Written exercise >> Rewrite the records below, switching "Batch job #204" to "Batch job #205" wherever it occurs and keeping everything else unchanged.

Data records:
- - - - -
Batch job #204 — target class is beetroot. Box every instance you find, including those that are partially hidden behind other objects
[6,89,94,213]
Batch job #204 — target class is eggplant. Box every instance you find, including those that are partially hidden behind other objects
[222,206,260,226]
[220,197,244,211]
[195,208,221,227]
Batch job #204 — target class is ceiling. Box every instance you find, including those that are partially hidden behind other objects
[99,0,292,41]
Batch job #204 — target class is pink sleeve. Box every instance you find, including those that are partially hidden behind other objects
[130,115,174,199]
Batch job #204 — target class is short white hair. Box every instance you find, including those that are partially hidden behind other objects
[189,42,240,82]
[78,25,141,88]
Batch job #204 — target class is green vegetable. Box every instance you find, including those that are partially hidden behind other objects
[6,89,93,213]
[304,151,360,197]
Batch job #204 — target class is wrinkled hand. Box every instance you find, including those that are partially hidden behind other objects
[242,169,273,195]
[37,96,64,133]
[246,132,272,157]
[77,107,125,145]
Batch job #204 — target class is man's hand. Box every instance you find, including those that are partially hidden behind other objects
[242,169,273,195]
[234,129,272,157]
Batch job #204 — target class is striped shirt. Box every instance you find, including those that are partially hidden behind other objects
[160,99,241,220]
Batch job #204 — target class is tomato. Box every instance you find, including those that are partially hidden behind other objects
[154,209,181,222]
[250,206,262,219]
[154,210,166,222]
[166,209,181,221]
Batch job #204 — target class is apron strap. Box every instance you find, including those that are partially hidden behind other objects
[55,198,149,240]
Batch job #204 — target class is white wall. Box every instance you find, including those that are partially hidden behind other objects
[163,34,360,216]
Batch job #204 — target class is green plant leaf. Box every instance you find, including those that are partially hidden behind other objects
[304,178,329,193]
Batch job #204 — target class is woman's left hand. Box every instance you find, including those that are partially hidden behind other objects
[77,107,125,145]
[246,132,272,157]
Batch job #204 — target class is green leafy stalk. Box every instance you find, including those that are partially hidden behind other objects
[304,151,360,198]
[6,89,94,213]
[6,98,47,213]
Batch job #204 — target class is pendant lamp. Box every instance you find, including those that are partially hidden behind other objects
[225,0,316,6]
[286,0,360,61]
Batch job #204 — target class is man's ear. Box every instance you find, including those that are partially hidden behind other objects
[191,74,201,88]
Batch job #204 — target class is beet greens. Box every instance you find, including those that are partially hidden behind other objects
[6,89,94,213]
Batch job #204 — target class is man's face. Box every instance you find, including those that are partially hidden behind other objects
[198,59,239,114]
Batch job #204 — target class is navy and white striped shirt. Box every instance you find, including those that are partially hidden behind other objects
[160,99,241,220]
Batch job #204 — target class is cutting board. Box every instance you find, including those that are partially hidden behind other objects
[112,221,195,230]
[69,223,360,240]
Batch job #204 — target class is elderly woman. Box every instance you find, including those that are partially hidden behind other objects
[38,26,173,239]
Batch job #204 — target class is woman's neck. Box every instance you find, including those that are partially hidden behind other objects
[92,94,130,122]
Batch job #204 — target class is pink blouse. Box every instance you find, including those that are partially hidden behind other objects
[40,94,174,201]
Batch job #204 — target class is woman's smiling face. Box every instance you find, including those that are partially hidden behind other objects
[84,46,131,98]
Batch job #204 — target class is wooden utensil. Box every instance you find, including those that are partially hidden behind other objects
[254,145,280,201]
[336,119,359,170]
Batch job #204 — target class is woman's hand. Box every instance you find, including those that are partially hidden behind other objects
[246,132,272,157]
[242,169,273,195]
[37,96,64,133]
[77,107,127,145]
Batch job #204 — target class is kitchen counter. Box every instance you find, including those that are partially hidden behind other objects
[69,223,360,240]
- - - - -
Correct result >>
Batch job #205 — target class is beetroot. Box every instance you find, including those that are partially hidden behind other objects
[6,89,94,213]
Batch job #205 — target class is eggplant. Box every instance you find, including those that are partially hidden behind other objects
[222,206,260,226]
[220,197,244,211]
[195,208,221,227]
Batch job #205 — target class is ceiling. Box every instance you find, including those that are partially hidden behind other objects
[99,0,292,41]
Batch job #205 — target class is pink sleeve. Box every instance you find, including those that are partially hidden behind other objects
[130,115,174,199]
Batch job #205 — target class is short white hair. Box every instance you find, including those that are partially hidden behind other objects
[189,42,240,82]
[78,25,141,88]
Batch job #205 — target class is green vegetable. Box every instance you find, including those that are partially hidden behind other objects
[6,89,93,213]
[304,151,360,197]
Batch job #205 — target class is wrinkled hand. Box every instance you find, including those that are partially hidden behind other objects
[242,169,273,195]
[37,96,64,133]
[246,132,272,157]
[77,107,125,145]
Batch job #205 — target class is man's hand. Box every instance you find, including those that are partially hidden behind other objects
[242,169,273,195]
[234,129,272,157]
Batch job #205 — target class is striped shirt. Box every instance you find, including those that are partially hidden behind other objects
[160,99,241,220]
Batch job #205 — target class is tomato. Box every instance you find, including those that are partially hidden behind other objects
[154,209,181,222]
[250,206,262,219]
[154,210,166,222]
[166,209,181,221]
Batch job #205 — target class is apron strap. Box every instance you find, including those that are partially hidden behind other objects
[55,198,149,240]
Batch job #205 — target class is white wall. Box every instance you find, including those that are partially hidden behind other objects
[163,34,360,216]
Batch job #205 — target class is green plant leaf. Box every instance you find, including those that are partially hidden behind other objects
[304,178,329,193]
Batch job #205 — target class is woman's left hand. Box every instance you find, including those that are partially hidden behind other objects
[77,107,125,145]
[246,132,272,157]
Batch job #205 — target class is green leafy stalk. Box every instance you find, including those that are partially hidden behind other objects
[304,151,360,198]
[6,89,94,213]
[6,98,47,213]
Batch job #205 — target class is pendant lamp. Box every instance you find, including those that are partially hidden behind other objects
[225,0,316,6]
[286,0,360,61]
Batch job #205 — target class is man's ear. Box every instance you find, including those that are partially hidden behind other objects
[191,74,201,88]
Batch job #205 — target class is beet greens. Box every instance you find, including those that are partially hidden behind other objects
[6,89,94,213]
Batch job #205 — target class is man's face. Box every instance you find, including those that are partially hidden behind other objects
[198,59,239,114]
Batch job #205 — target class is navy and white striped shirt. Box every instance you find, including those that are partially hidden behind other objects
[160,99,241,220]
Batch job #205 — target class is cutting board. Box every instance you find, including those that are partially hidden behind other objects
[112,221,195,230]
[69,223,360,240]
Batch job #205 — target class is elderly woman. Box every instance you find, including those that are partially hidden behind other objects
[38,26,173,239]
Batch job #205 — target class is woman's neck. Box every instance you find, including those that are partially hidden behind other objects
[92,94,130,122]
Batch job #205 — target class is pink blouse. Box every instance you find, including those that are partially hidden behind other objects
[40,94,174,201]
Batch job #205 — target class is woman's smiling face. Box every instance you find, including those that are partially hidden behind other objects
[84,46,131,98]
Batch job #205 — target class is wooden utensil. Box every instance you find, including those that are partially hidden behind other objects
[254,145,280,201]
[336,119,359,170]
Batch job #205 — target class is woman's hand. Box every instance you find, including those that are partially hidden behind other objects
[246,132,272,157]
[242,169,273,195]
[37,96,64,133]
[77,107,127,145]
Batch job #205 — target class is kitchen counter. Box every instance you find, including those that are partially hidden behind other objects
[69,223,360,240]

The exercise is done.